'''

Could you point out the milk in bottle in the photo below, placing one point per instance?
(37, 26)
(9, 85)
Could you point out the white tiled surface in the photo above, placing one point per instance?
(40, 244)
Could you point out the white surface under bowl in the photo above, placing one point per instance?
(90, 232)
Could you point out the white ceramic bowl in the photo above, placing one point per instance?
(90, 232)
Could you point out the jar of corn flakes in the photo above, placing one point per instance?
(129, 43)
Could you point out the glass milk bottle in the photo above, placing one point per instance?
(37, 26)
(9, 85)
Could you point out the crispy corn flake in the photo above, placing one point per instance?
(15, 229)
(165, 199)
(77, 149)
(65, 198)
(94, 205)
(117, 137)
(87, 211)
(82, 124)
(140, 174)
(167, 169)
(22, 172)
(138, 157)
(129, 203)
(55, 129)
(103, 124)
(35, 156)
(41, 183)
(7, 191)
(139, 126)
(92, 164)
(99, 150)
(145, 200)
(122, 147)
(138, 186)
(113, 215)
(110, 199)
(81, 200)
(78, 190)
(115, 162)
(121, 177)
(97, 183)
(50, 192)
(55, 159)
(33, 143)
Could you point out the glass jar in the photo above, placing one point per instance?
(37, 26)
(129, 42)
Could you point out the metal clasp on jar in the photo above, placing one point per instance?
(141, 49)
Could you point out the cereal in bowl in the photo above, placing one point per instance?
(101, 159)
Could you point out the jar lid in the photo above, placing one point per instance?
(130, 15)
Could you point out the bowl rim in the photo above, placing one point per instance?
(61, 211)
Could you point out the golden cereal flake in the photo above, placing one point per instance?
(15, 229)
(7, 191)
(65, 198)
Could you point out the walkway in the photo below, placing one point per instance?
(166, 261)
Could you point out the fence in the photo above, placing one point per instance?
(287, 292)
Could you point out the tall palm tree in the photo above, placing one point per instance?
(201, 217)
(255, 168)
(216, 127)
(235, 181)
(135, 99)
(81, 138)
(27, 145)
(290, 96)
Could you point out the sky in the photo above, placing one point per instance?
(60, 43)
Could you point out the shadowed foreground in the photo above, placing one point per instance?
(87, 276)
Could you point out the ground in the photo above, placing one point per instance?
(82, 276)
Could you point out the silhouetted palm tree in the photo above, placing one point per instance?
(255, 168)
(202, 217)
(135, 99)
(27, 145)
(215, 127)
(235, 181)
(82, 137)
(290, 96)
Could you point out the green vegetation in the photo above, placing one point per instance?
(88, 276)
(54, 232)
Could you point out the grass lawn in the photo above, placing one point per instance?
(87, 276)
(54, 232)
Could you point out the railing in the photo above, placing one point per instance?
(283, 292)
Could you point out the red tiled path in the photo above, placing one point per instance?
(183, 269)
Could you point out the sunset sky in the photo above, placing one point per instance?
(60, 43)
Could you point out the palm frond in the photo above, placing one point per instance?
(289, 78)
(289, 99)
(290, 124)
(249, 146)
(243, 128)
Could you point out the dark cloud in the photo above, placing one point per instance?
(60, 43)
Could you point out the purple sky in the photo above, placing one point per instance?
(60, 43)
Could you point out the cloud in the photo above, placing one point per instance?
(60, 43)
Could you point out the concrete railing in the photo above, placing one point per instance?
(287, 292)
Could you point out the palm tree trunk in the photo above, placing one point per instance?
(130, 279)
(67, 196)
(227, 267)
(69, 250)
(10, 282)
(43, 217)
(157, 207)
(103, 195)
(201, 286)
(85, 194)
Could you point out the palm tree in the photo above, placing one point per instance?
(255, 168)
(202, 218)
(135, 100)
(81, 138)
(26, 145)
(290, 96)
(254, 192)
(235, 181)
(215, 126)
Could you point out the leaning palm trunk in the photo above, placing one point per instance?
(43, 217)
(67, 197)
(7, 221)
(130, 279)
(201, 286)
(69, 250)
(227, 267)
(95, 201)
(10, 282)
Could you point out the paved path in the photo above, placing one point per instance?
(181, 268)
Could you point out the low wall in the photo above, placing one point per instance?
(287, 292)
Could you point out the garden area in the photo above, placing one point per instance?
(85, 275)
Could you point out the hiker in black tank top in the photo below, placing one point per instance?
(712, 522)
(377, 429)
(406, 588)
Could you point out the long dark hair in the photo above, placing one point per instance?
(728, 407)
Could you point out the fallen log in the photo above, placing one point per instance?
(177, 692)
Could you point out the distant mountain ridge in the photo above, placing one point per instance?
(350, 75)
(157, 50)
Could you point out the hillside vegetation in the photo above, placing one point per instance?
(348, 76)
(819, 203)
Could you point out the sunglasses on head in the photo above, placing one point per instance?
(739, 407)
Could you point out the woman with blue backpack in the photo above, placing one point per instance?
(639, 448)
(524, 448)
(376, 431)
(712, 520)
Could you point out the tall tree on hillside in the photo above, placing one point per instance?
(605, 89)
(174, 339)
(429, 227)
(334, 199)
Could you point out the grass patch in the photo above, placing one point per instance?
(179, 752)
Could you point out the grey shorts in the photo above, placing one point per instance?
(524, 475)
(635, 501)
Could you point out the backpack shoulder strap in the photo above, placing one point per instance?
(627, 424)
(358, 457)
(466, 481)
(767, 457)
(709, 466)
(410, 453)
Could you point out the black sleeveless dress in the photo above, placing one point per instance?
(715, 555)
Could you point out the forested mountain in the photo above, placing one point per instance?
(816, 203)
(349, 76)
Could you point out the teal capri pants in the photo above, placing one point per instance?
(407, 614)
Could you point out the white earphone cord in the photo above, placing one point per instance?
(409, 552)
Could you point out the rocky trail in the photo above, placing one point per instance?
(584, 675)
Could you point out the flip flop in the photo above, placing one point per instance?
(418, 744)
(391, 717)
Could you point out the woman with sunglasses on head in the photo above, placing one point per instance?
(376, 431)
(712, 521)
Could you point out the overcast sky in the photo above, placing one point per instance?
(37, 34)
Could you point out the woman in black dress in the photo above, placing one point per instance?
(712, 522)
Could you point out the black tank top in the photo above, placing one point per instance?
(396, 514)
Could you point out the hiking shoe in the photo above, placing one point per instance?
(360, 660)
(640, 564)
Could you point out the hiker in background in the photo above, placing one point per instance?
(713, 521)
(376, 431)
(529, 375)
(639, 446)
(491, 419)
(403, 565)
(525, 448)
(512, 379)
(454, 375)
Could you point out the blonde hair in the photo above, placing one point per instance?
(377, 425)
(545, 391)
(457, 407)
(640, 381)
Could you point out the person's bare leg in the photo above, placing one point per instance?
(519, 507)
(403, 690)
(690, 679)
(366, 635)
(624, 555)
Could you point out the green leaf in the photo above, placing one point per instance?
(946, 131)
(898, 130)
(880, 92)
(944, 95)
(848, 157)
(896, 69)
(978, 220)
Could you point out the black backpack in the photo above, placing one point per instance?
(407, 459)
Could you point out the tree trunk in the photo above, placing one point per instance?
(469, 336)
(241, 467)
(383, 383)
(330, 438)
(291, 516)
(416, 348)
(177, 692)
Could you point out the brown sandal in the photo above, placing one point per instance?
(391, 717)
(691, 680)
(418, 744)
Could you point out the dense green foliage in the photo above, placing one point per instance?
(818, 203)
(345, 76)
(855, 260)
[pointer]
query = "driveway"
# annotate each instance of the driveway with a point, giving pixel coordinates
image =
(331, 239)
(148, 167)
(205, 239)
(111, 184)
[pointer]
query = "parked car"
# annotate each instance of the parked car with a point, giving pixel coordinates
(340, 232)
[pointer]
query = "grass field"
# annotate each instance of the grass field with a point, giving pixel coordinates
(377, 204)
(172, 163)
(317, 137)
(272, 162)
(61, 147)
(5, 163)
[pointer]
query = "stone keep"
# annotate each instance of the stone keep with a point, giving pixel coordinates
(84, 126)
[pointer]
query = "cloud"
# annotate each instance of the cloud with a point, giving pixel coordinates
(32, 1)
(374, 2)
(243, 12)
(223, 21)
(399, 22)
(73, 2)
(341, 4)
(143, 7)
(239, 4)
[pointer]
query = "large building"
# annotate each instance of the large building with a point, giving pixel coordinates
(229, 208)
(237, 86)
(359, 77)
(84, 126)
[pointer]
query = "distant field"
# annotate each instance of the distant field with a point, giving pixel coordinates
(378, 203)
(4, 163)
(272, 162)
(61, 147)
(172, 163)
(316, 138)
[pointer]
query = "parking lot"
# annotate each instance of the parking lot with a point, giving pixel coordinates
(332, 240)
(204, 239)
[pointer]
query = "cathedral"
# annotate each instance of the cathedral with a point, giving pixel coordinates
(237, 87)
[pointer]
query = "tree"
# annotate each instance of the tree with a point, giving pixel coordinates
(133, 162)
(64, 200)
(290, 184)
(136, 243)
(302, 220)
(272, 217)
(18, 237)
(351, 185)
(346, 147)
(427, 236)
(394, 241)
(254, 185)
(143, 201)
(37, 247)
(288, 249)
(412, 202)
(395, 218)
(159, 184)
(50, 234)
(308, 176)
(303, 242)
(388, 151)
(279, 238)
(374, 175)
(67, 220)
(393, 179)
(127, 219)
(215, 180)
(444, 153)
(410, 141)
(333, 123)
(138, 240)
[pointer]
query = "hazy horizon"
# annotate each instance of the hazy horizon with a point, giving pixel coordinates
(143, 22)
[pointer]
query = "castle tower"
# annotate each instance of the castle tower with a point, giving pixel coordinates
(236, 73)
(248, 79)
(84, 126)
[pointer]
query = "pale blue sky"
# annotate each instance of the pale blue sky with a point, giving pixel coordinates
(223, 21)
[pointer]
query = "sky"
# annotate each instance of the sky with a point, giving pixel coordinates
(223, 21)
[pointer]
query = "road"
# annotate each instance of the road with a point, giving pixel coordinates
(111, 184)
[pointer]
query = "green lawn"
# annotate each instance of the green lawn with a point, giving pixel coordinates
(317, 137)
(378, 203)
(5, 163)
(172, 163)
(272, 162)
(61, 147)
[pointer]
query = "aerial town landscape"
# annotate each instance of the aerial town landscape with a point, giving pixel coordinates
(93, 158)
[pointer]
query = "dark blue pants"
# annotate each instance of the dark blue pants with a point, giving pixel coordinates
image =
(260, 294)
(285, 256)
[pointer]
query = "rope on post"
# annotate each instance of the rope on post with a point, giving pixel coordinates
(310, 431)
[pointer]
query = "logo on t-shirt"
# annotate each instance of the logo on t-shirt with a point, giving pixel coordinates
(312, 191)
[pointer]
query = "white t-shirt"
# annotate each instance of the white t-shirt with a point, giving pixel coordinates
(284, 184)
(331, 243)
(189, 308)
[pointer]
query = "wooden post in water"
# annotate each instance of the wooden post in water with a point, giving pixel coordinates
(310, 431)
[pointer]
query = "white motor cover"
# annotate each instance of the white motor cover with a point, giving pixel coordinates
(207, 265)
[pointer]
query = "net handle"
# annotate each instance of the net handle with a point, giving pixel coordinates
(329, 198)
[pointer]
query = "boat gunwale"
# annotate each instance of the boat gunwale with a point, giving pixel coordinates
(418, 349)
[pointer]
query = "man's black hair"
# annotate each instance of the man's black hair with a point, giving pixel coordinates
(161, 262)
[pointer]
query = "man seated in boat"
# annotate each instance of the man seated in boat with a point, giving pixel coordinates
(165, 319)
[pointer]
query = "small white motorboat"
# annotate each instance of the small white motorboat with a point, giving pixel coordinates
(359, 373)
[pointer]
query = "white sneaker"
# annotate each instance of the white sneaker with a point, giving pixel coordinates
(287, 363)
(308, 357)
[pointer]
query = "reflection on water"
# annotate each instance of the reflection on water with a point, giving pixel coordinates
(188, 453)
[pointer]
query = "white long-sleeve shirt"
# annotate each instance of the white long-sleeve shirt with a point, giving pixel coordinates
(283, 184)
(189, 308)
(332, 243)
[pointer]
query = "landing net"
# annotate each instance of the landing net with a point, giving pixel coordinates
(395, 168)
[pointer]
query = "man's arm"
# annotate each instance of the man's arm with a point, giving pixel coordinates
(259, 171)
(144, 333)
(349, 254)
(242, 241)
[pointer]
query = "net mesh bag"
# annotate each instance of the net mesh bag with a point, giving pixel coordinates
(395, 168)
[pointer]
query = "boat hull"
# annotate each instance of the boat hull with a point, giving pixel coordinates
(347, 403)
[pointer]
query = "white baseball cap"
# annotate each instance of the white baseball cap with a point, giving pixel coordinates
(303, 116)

'''

Required work: Answer required as a bare number: state how many lines in the material contain the word "driveway".

Answer below: 2